Allowing wrapping/transforming of the final result of Stream.collect()

[Graham Allan]

Hi,

Mostly for posterity: as of b105, for the unmodifiableXXX use case, it is
now possible to do:

Set<Thing> unmodifiableResult = myThings.stream()
    ...
    .collect(Collectors.collectingAndThen(Collectors.toSet(),
Collections::unmodifiableSet));

Similarly for my Trades domain object example:

    .collect(Collectors.collectingAndThen(Collectors.toList(),
Trades::new));

(looks nicer with static imports)


Glad to see this included, hope it sticks around :-)

Thanks,
Graham


On 16 April 2013 16:34, Graham Allan <grundlefleck at gmail.com> wrote:

> Hi Brian,
>
> The value lost is only in the fluency of the statements. Everything I want
> to do is already trivially achievable, just at a slightly reduced
> readability.
= = =
■ What this exercise asks:
a – In the mailing-list message about wrapping the result of Stream.collect(), as of which build does the text say the unmodifiableXXX use case became possible?
b – Copy, character for character, the part of the mailing-list message that opens with the words containing "[Graham Allan]" and closes with "unmodifiableResult = myThings.stream()".
= = =
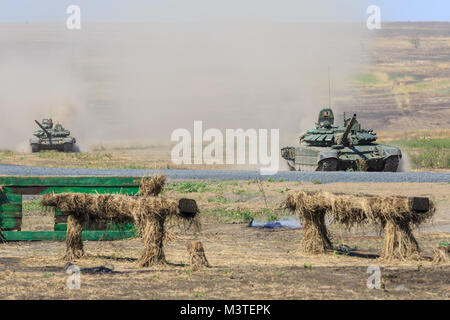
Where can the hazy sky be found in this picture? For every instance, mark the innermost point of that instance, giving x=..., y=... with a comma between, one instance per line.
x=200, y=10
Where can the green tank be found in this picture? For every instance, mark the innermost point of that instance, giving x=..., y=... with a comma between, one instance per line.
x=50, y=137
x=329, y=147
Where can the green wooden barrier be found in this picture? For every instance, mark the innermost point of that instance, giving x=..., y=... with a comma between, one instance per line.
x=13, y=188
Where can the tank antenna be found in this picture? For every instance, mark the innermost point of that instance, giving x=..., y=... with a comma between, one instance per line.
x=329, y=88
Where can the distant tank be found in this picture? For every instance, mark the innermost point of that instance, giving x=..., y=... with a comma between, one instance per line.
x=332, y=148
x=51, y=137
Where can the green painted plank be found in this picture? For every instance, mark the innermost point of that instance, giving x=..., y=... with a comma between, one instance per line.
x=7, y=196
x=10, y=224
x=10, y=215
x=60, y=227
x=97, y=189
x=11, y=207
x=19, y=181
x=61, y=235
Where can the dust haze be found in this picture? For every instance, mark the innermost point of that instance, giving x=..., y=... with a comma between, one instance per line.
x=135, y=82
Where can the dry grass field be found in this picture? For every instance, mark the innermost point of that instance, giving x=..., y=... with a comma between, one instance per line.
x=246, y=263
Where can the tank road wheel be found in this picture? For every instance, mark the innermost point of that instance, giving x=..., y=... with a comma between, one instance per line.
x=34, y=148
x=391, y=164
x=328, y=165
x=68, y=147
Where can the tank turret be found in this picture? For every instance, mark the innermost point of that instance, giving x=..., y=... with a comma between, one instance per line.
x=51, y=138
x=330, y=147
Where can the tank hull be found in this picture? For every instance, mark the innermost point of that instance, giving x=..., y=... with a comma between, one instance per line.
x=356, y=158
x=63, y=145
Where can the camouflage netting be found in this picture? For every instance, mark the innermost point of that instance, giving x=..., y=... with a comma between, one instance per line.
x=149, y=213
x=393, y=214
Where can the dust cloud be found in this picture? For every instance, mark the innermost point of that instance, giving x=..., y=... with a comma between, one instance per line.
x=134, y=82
= = =
■ Solutions to the problems:
a – As of b105.

b –
[Graham Allan]

Hi,

Mostly for posterity: as of b105, for the unmodifiableXXX use case, it is
now possible to do:

Set<Thing> unmodifiableResult = myThings.stream()